======== Records to use

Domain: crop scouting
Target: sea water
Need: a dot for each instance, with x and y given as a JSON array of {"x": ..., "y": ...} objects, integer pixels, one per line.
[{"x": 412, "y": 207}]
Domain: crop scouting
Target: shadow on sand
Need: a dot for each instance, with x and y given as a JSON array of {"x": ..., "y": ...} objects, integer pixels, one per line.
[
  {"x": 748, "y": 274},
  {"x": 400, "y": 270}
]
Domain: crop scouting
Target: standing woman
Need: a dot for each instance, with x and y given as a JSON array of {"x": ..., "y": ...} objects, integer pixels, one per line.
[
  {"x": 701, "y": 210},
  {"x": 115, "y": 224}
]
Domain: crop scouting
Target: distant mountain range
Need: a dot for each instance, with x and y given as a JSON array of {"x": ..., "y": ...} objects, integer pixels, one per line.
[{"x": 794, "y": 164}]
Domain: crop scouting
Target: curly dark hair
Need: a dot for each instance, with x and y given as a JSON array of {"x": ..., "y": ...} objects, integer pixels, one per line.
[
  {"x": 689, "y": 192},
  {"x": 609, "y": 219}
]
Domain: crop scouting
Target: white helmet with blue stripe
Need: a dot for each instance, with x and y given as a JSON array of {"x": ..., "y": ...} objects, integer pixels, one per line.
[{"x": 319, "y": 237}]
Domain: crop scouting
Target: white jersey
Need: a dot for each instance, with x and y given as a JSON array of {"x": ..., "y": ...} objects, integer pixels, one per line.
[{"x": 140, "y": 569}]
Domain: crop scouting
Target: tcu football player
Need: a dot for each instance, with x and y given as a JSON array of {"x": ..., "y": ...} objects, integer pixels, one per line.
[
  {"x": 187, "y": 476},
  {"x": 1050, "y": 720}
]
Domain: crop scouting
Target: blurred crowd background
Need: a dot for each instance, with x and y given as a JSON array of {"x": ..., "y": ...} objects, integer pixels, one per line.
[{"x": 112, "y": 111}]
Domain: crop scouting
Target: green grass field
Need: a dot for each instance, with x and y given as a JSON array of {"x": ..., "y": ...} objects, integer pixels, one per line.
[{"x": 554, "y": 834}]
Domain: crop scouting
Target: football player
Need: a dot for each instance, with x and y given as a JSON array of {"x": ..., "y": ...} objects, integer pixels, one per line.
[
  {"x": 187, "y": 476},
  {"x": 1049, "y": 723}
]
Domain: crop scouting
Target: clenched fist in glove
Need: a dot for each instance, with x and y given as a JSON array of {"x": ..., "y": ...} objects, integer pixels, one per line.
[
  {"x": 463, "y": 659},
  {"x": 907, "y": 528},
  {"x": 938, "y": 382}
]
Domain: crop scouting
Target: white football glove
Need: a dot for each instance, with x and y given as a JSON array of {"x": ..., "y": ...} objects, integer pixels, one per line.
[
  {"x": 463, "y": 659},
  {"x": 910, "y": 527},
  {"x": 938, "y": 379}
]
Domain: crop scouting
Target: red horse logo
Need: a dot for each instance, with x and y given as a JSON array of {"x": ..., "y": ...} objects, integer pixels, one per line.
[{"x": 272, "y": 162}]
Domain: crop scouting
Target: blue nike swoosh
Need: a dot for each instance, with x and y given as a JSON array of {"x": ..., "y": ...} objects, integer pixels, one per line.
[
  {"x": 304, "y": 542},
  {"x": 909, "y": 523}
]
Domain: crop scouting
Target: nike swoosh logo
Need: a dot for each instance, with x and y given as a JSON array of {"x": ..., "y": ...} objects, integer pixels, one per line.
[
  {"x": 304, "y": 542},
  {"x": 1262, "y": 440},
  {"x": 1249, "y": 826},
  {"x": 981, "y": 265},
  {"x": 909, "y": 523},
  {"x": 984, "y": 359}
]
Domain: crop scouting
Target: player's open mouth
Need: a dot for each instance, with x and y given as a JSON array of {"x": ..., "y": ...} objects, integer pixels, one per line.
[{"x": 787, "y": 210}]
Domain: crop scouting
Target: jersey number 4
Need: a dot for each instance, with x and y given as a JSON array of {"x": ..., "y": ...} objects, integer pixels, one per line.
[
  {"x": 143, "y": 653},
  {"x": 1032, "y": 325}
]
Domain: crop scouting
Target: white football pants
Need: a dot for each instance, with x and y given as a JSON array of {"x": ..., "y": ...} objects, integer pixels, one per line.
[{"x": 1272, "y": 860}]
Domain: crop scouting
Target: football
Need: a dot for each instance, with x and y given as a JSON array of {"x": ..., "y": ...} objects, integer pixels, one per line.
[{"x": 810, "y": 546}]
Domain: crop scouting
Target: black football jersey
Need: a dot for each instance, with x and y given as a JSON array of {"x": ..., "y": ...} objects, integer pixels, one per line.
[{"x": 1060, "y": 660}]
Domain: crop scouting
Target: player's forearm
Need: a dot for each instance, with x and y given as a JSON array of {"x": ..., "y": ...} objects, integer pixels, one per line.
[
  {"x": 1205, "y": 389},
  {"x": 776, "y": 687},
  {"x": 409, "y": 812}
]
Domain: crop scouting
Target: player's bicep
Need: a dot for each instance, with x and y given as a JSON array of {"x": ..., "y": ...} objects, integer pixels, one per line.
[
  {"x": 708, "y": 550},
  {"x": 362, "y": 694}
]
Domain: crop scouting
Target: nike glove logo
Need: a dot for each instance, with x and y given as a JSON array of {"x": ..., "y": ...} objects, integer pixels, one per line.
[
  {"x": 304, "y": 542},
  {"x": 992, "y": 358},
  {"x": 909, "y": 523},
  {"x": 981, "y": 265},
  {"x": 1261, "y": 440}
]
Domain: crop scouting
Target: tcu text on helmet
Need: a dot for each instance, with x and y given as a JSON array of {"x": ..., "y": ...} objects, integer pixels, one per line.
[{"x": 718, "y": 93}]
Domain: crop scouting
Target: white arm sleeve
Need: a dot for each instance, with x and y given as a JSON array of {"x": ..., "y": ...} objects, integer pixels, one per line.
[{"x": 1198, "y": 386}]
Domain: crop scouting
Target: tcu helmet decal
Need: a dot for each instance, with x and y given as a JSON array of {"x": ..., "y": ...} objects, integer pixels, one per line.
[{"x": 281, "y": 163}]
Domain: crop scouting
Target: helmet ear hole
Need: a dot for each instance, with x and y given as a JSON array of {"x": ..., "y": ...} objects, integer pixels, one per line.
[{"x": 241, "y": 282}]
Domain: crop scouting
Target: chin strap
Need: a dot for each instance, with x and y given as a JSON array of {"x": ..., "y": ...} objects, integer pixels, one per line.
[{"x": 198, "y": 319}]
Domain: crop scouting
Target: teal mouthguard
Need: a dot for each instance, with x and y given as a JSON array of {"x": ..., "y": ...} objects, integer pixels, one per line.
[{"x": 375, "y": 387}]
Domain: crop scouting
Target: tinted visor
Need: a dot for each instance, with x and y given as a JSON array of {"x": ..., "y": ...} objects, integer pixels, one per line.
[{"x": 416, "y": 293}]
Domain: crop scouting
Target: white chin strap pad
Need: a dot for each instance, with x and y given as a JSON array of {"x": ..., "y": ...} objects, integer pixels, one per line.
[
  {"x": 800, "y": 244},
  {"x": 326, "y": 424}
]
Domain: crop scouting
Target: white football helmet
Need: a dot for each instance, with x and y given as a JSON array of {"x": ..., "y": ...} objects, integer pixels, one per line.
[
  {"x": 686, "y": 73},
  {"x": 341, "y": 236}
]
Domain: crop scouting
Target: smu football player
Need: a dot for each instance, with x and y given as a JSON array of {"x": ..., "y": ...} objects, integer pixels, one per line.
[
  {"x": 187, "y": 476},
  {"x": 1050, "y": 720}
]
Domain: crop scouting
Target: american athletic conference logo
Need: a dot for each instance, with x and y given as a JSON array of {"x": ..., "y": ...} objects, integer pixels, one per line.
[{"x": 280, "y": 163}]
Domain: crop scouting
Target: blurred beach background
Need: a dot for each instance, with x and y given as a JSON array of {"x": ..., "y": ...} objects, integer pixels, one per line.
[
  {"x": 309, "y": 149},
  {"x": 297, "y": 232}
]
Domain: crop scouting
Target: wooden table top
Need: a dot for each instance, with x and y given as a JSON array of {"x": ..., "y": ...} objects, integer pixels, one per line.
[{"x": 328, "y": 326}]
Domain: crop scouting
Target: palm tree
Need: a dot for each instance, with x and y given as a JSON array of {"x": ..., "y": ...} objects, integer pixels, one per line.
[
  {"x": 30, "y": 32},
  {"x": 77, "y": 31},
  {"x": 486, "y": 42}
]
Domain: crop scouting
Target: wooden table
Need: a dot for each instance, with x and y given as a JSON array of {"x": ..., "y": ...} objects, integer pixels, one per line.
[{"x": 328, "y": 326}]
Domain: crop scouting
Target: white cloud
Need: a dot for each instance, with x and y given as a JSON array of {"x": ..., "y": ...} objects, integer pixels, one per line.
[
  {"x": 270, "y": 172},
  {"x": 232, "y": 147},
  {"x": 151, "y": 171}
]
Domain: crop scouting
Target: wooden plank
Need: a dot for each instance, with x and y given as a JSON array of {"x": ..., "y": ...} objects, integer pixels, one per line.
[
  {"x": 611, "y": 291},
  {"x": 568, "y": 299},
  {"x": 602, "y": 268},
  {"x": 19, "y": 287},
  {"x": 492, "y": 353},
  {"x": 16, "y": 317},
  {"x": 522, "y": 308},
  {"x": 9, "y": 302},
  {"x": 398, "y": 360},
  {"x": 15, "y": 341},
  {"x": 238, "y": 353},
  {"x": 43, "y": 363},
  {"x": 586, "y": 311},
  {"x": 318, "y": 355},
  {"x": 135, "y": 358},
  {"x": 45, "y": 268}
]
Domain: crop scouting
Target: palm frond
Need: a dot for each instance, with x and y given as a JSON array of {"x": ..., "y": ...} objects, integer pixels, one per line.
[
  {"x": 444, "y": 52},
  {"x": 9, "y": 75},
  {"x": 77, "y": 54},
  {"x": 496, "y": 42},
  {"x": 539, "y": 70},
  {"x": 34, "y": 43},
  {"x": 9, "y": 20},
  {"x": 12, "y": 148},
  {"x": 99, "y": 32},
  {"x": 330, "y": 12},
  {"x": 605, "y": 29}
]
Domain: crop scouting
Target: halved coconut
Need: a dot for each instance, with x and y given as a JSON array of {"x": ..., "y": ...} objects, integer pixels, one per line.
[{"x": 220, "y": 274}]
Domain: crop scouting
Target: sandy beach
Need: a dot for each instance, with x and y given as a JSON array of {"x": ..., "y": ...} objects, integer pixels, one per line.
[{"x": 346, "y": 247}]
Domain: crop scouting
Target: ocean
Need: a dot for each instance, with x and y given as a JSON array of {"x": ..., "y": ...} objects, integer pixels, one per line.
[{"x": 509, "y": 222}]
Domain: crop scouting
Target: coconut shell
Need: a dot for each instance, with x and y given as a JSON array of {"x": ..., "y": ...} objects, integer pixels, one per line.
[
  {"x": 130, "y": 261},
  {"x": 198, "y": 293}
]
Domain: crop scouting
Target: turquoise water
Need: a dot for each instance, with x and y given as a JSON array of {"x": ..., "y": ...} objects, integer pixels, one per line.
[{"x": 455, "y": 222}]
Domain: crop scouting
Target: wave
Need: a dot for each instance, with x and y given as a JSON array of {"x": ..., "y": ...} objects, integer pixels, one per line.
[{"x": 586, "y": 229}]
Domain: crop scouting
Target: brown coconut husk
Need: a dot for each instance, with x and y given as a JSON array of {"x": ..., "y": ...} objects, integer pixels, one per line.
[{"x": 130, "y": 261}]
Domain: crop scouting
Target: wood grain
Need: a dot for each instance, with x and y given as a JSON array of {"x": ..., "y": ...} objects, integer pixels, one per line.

================

Exercise: How many lines in the entries above contain the string "glove"? Reply with the number alone.

Response for this exercise: 3